[Source records]
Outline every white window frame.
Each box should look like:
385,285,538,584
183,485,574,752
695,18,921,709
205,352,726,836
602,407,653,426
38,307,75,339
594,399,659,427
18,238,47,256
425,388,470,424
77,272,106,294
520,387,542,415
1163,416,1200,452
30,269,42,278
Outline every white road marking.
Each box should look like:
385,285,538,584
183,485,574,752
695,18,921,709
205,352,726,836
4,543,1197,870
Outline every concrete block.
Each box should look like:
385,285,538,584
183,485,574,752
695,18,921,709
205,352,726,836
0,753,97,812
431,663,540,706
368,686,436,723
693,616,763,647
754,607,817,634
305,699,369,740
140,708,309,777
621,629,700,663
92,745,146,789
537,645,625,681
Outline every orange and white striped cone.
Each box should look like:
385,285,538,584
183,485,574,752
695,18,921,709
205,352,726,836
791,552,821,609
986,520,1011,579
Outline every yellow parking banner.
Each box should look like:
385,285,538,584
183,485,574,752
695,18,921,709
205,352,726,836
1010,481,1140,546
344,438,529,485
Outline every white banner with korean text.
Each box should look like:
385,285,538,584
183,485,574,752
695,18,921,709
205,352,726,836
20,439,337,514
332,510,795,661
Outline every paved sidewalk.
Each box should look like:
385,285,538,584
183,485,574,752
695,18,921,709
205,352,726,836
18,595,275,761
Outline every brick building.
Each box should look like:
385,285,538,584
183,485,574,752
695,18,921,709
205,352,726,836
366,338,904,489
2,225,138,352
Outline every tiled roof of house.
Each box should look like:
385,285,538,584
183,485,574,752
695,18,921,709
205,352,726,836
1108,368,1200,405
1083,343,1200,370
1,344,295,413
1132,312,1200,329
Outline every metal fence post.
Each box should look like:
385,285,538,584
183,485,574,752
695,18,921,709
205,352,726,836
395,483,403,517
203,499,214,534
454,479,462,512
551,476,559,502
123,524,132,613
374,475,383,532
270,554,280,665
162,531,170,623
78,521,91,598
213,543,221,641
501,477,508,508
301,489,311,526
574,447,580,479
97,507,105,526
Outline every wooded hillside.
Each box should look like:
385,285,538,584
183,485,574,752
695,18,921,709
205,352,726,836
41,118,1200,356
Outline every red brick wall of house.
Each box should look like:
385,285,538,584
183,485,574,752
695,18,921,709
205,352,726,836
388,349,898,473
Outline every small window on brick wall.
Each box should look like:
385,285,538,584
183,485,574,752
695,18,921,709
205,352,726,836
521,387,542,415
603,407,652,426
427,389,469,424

▶ What you will do:
The answer should be all lines from the entries above that hold the word "white".

▶ Written solution:
Outline every white window frame.
Outline every white road marking.
Outline every orange and white striped cone.
Outline every white banner with korean text.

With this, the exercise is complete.